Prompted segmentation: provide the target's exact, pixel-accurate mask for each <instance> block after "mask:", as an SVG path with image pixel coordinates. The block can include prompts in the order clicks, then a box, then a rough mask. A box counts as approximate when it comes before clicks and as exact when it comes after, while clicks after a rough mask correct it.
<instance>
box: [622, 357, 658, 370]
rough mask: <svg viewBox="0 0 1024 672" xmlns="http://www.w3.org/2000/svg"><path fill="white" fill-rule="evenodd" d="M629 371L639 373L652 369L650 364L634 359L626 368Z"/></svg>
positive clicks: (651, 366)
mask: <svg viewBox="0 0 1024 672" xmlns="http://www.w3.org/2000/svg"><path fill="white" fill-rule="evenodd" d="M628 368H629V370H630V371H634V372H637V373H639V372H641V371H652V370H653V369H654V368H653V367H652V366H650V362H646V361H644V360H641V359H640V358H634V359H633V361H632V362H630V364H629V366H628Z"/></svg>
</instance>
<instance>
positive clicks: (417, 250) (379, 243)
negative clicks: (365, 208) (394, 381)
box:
--
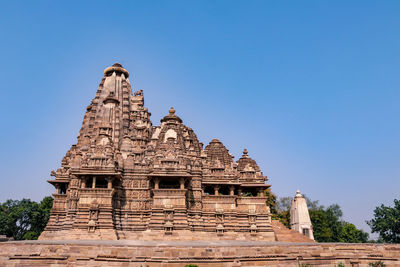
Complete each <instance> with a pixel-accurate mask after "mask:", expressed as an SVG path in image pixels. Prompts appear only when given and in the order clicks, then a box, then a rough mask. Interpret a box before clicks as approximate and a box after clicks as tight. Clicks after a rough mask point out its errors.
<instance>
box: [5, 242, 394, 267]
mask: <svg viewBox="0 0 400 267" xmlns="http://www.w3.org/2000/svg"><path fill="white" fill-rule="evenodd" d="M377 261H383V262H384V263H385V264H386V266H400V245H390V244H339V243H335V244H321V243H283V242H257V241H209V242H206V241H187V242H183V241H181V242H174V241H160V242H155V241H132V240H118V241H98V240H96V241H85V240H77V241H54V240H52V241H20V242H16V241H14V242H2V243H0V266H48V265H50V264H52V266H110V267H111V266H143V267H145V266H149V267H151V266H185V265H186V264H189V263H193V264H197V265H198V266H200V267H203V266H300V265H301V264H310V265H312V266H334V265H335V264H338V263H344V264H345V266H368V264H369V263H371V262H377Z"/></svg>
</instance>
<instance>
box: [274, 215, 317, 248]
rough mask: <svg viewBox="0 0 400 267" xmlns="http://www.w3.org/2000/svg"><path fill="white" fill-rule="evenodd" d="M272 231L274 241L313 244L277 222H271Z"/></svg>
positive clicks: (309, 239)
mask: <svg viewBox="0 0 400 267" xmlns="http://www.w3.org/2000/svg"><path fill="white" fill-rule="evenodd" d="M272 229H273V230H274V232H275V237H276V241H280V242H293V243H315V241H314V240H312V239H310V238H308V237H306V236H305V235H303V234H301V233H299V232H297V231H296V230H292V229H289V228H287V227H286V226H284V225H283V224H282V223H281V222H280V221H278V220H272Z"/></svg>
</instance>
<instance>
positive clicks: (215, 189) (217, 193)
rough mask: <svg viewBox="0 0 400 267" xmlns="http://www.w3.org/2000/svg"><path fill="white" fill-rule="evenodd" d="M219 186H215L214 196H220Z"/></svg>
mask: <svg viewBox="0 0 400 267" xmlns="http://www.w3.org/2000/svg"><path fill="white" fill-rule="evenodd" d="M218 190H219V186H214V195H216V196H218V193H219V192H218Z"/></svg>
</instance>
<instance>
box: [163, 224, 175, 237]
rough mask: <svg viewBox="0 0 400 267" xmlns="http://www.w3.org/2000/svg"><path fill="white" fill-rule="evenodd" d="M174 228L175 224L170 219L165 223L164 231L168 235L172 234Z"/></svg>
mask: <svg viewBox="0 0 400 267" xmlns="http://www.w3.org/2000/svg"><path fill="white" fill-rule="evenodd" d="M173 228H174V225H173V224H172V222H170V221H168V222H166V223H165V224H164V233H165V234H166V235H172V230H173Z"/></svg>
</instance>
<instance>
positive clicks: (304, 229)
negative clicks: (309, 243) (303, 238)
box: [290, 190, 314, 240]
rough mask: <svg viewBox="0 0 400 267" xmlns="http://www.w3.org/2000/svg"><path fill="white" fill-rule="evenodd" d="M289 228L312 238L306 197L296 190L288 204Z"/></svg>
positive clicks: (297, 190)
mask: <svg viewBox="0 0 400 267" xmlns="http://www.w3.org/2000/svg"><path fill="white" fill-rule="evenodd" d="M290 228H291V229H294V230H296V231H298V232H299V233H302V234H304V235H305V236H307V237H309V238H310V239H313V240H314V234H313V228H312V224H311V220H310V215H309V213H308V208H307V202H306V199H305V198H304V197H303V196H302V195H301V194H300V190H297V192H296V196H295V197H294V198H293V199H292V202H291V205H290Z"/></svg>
--
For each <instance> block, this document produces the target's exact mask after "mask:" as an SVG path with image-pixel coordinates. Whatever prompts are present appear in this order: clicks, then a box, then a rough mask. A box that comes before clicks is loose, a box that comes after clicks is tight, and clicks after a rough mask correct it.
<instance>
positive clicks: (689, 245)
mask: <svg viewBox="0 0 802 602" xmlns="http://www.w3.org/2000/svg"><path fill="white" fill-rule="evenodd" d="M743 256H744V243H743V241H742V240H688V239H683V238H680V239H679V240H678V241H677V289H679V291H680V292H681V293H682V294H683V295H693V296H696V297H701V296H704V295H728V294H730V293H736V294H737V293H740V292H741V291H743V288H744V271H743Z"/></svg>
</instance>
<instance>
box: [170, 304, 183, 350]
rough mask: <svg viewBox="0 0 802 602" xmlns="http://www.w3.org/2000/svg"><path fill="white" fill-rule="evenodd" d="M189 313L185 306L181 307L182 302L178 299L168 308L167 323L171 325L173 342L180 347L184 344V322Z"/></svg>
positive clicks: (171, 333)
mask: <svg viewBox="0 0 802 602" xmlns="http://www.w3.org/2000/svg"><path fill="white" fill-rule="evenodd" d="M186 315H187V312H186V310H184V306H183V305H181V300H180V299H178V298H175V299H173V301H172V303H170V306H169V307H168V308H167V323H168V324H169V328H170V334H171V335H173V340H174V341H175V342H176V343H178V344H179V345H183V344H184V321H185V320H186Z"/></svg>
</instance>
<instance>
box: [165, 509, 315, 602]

*Exercise directions:* Give the lines of the listing as a JSON list of strings, beginning with the line that contains "Prompted segmentation: provide" and ending with the line that contains "box: [622, 357, 658, 370]". Use one string per line and leave out any blank lines.

*Expected answer:*
[
  "Prompted segmentation: provide the target's exact, pixel-accurate mask for each <instance> block after \"mask:\", as an SVG path with image pixel coordinates. The block can include prompts in the order clicks, then a box, then a rough mask. A box counts as approximate when it comes before clicks and as exact when it comes after, while clicks after a rough mask correct it.",
  "<instance>",
  "box: [622, 357, 658, 370]"
]